Activities:
a) Say whether each statement agrees with the blog post about giving up cardio workouts, and quote the words that decide it: (i) The writer stopped exercising while a neck injury healed and gained no weight. (ii) The writer does Slow Burn three times a week. (iii) The writer's low-carb diet allowed about 50 grams of carb a day.
b) According to the blog post about giving up cardio workouts, how long has the writer been in Denver's lindy hop scene?

Document segment:
● ● ●
Wednesday, December 28, 2011

Why You Should Give Up Cardio Workouts

A friend and I got into a discussion today about the benefits of exercise. She believes you have to exercise to stay thin and have muscle tone. I partly agree with her.

A few years ago, I was eating what most doctors and nutritionists would call a healthy diet: lean meat, cottage cheese, lots of "good carbs," low-fat. I exercised hard six days a week. And I was gaining weight! That weight wasn't muscle, either--unless gaining muscle makes it hard to button your pants.

I stopped eating wheat and started slowly losing weight. Then I went on a low-carb diet--about 50 grams of carb a day--and the fat fell off. I ditched the six-workouts-a-week plan because I didn't need it to stay thin.

I'm not alone. Cookbook author Dana Carpender wrote that she gained weight on a low fat diet while taking an aerobics class.(1) Dr. John Briffa often writes about clinical studies showing that aerobic or cardio exercise isn't effective for losing weight (see this, this, this, this, this, and this). And in nine years in Denver's lindy hop scene (lindy is a dance for the energetic--click for video), I've seen some pros, teachers and serious amateurs gain weight in their 30s. I haven't yet seen anyone start out heavy and end up thin. When I hurt my neck several months ago, I stopped exercising until it healed, and didn't gain a single pound.

I'm not against exercise. But the purpose of exercise should be to make you strong and improve your physique. Guys, do you really want to be huffing and puffing with a dance partner or while you walk your date up a few flights of stairs to her apartment? Don't sneer: the reason my friends don't date older men is because older men can't keep up with them. (Without weight-bearing exercise, people lose muscle as they age.) And what self-respecting paleo girl wants to ask her out-of-shape neighbors to help her rearrange her furniture because she can't move her couch by herself? These problems don't apply just to heavy people. I've seen thin people lacking strength and energy.

If we're being honest, I think we all know that no diet is going to give you good muscle tone. I do Slow Burn once a week--it's a weight lifting workout that's quick, and easy on your joints. In the summer, I garden, too. Pulling weeds, digging holes, dragging a hose around, and lopping off and bundling up dead stems are no dainty activities. And of course, there's dancing. Have you ever seen a dancer with a flat butt? That's another benefit of giving up cardio and other long exercise sessions for brief strength workouts: you'll have more time and energy to do the things you love.

(1) How I Gave Up my Low-Fat Diet and Lost 40 Pounds by Dana Carpender.


Angel said...

I love Slow Burn! I've been doing it since July and I have built up strength and muscle, and lost fat (and some weight overall). I also managed to not work out for a month and not lose strength (which amazed me, but I eat low-carb and gluten-free, and lots of other bad stuff-free too).

I've recently started doing more body weight exercises, including a couple from Paleo Blueprint Fitness, only I do them the Slow Burn way. It's been a nice way to change up the work out routine.

It still amazes me that I don't get sore with Slow Burn, but I'm still building strength. I've done conventional workouts before and never felt this strong or this good (that was back when I was eating a lot of crappy food too, though).

Lori Miller said...

Good diet is a big part of building and maintaining strength. Without adequate protein, your body will cannibalize its own muscle.

I don't get soreness in my joints or muscles, either, from Slow Burn. I'd forgotten about it, but the Slow Burn book mentions the damage cardio exercise like running can do to your body.
● ● ●
Records shown:

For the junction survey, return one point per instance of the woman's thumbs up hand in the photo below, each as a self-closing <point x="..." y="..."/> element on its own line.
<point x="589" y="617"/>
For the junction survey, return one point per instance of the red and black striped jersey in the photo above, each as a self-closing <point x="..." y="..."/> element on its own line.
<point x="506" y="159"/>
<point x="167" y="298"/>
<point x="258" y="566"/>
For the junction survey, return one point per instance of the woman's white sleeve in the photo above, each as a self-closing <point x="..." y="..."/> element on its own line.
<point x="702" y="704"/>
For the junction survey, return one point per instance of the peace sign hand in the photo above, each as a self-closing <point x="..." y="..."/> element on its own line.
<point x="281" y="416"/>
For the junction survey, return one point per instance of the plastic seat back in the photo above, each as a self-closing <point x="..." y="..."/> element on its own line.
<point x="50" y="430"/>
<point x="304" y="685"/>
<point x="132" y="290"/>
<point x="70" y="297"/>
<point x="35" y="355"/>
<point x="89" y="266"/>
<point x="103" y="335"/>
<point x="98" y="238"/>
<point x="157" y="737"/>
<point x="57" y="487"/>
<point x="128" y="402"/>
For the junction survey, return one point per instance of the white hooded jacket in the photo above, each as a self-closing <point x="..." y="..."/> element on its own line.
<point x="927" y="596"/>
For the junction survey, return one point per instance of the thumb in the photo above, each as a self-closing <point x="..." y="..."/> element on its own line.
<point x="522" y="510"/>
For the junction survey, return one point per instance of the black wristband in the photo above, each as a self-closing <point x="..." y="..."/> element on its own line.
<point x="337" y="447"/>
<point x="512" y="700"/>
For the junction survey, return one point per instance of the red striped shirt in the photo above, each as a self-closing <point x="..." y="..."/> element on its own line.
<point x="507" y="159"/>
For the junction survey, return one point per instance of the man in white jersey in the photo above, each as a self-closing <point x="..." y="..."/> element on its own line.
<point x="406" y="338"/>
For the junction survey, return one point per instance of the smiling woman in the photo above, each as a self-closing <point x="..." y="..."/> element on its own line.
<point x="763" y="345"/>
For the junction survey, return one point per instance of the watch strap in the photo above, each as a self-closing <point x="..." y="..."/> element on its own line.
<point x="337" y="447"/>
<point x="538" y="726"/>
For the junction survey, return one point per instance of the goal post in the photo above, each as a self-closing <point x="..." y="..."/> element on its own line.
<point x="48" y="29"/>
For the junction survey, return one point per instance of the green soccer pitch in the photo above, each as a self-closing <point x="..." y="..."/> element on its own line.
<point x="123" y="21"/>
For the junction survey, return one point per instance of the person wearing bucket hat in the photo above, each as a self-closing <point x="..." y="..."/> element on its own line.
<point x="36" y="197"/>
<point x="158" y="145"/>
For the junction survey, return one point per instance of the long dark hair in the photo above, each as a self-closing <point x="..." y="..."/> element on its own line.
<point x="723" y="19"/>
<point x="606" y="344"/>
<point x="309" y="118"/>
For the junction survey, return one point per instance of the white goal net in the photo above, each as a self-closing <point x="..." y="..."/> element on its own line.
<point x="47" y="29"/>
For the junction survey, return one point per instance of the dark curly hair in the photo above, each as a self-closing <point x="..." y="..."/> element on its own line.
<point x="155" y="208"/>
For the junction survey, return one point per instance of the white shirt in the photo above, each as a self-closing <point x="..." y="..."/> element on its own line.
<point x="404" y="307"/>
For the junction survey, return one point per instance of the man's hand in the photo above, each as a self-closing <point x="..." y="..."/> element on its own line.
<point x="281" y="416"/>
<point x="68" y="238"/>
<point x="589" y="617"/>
● ● ●
Solutions for each task:
a)
(i) Yes: "When I hurt my neck several months ago, I stopped exercising until it healed, and didn't gain a single pound."
(ii) No: "I do Slow Burn once a week."
(iii) Yes: "about 50 grams of carb a day."

b) The writer has been in Denver's lindy hop scene for nine years.